## Exercise
Replace "dirt ground" with "bare earth" in everything from the line containing "Thank you for the photograph. Please indicate the torii top" down to the end of the listing, and give those lines again with nothing else changed.

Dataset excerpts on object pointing
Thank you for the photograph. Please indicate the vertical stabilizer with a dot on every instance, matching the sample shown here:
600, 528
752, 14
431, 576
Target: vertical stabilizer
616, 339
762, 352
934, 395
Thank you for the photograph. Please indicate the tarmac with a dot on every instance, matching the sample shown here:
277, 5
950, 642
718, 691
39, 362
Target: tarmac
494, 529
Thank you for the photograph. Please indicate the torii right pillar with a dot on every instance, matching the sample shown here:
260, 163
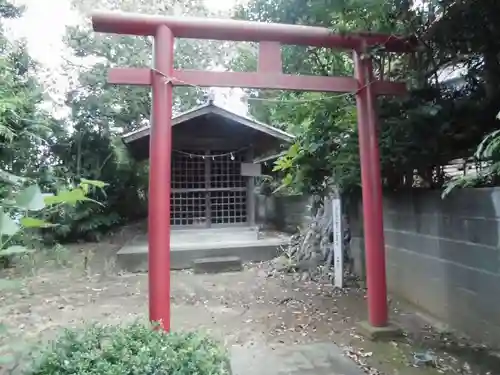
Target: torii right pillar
371, 180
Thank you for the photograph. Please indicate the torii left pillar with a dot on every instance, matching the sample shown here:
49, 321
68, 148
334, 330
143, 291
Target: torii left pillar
159, 182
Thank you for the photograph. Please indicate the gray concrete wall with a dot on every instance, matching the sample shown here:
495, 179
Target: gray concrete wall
284, 213
443, 255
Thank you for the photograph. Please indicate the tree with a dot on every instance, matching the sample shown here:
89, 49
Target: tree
101, 113
422, 132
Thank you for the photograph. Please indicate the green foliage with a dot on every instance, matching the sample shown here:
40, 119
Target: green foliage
26, 210
420, 133
487, 152
131, 349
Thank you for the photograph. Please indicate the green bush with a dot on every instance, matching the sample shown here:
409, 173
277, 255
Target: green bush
131, 350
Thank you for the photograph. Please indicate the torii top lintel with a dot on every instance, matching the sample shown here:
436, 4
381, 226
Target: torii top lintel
236, 30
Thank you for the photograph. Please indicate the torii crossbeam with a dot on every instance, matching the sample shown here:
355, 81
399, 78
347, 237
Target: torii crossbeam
163, 77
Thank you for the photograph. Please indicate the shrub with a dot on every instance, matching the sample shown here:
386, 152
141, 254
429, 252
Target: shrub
131, 350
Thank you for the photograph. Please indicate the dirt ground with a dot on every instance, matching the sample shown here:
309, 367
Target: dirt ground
245, 308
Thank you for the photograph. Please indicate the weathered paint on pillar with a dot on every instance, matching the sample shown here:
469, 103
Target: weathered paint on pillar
159, 179
372, 193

## Final result
Thank you for the photograph. Please indicate the torii top lintel with a dot on every instance, matching the sample shown here:
436, 4
381, 226
Target: torii top lintel
236, 30
Thank you for the photograph. Please indicate the torii crossbeam with a dot on every instance, matching the sample shown here:
355, 81
399, 78
347, 237
Target: torii crossbeam
163, 77
Thank you for the photograph. Please indicate the shrub with a dot on every instance, matching the sample shown here:
386, 152
141, 254
429, 252
Target: shrub
131, 350
Thank you for the photograph. Please indicate the bare earth with a dot on every instance, matching the sample shown here:
309, 367
Target: bare earth
245, 308
Thank you for the photograph. Please indicate the weathered paint on pillar with a dot on every instance, matching the sample shown here:
469, 103
Target: weathered paint on pillar
159, 179
372, 193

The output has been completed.